* **EXERCISE DETAILS**
The entire set of lines below should be copied exactly.

* **RECORDS FOR THE EXERCISE**
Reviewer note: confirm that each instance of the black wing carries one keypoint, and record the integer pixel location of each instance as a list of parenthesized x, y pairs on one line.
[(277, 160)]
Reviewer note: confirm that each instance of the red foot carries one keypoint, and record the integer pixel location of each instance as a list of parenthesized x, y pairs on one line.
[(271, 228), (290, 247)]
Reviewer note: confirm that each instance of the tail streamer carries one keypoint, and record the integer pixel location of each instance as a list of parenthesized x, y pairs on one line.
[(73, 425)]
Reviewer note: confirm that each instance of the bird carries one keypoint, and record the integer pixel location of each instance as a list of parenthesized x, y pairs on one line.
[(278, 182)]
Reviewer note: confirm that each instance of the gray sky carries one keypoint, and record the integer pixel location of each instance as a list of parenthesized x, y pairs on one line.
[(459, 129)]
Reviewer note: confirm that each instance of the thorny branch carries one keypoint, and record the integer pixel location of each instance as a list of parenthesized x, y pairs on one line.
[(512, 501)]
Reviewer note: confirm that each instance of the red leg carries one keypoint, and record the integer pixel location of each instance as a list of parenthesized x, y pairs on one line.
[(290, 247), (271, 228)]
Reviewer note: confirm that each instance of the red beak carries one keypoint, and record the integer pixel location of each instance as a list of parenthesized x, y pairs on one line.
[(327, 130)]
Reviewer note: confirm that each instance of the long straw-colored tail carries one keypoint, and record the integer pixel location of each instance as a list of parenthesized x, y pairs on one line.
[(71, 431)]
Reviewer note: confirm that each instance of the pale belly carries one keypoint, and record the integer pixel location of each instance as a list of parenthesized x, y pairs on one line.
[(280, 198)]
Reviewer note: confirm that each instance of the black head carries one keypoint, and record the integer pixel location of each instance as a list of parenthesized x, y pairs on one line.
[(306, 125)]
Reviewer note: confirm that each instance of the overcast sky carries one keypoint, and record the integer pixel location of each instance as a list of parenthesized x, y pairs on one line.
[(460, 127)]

* **RESULT**
Reviewer note: confirm that each instance of the black wing carries one keypoint, and record the integer pixel location of each instance as a list of parenthesized x, y pairs on one line.
[(277, 160)]
Reviewer note: confirm that each instance of the red foot carries one keypoint, and record the integer pixel location of each instance as a list of parenthesized x, y pairs on one line.
[(271, 228), (290, 247)]
Reviewer note: confirm that each instance of the tail streamer carries one keypoint, and record the integer pixel location of each instance as a list of parenthesized x, y pairs on one line.
[(73, 425)]
Reviewer note: confirm that each instance of the bird carries one keypoint, and record the integer pixel location of each instance as a list of parenthesized x, y pairs on one line.
[(278, 182)]
Reviewer note: confirm that each instance of the gray sky carries one keypoint, and record the integer pixel location of each instance as a list of parenthesized x, y pairs on one line.
[(459, 129)]
Reviewer note: confirm that each instance of the thorny branch carries one keypoint, and record the integer pixel location of each instance as a list of parenthesized x, y pairs on one line.
[(512, 501)]
Reviewer note: confirm that each instance of the red leg carries one keypoint, and record the integer pixel location of each instance as a list of parenthesized x, y pairs on one line.
[(290, 247), (271, 228)]
Reviewer note: confirm that each instance of the red beak carries one keypoint, and record the integer pixel location of each instance as a list of parenthesized x, y pairs on one line.
[(327, 130)]
Reviewer note: confirm that each instance of the long straw-colored tail carries one keypoint, and record the integer pixel location of each instance as a list of parenthesized x, y pairs on one line.
[(71, 431)]
Reviewer note: confirm that each instance of the pale belly carries one keypoint, and record the integer pixel location of each instance as a list of parenthesized x, y pairs on one line.
[(280, 198)]
Reviewer note: confirm that each instance of the black head carries one keypoint, and record the integer pixel location of each instance as a list of parenthesized x, y pairs on one line.
[(306, 125)]
Reviewer note: confirm that each instance of the overcast sky carries one keypoint, and record the integer pixel location of each instance as a list of parenthesized x, y pairs on one line.
[(460, 127)]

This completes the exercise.